Reproduce only the lines from the line containing "Note: pick out each instance of the dark" to the end of the entries below, including both of those lines.

::: DATA UNDER STUDY :::

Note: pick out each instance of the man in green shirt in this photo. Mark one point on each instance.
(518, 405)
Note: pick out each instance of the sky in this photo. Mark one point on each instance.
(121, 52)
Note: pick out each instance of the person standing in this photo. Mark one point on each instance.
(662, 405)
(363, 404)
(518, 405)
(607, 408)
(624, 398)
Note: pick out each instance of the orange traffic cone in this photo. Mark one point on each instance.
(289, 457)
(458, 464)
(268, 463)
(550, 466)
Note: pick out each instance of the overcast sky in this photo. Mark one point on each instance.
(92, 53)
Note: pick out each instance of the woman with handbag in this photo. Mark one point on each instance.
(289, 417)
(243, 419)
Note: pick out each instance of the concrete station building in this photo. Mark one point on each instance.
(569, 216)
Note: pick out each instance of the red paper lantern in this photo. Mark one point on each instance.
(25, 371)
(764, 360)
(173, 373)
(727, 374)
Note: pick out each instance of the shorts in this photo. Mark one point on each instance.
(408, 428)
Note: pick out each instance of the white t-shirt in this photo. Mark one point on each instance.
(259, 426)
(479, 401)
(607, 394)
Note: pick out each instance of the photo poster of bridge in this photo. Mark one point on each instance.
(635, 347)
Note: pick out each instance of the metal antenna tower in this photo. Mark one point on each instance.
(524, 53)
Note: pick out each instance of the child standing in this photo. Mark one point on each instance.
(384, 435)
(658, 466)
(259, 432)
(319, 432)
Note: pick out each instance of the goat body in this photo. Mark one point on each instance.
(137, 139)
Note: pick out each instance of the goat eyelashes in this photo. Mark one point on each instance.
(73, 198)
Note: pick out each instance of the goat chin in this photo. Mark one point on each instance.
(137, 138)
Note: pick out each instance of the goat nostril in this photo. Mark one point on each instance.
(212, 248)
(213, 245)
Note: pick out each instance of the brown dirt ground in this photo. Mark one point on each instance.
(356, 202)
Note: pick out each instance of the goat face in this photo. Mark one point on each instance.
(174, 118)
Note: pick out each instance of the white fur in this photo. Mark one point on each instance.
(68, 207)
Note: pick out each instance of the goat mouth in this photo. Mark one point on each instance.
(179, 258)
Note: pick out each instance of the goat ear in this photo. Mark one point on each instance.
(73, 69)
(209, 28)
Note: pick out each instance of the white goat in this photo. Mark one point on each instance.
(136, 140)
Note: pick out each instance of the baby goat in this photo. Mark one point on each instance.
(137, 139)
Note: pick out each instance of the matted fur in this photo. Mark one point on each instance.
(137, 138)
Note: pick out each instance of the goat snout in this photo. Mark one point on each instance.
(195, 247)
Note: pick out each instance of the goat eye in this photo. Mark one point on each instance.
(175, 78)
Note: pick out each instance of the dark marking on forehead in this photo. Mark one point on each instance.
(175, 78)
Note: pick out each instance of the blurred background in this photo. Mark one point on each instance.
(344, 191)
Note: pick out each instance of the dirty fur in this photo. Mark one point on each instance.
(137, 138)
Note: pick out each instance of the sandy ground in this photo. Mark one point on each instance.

:::

EXERCISE RESPONSE:
Note: pick out each instance of the dark marking on forehead in this photo. Mark one point on each instance.
(175, 78)
Note: pick out each instance of the blurred background in this photo. Mark one point on each instance.
(344, 191)
Note: pick out each instance of the dirty fur in this photo. Mark one point on each instance.
(137, 138)
Note: pick out each instance of the sandy ground in this photo. Mark one point on each instance.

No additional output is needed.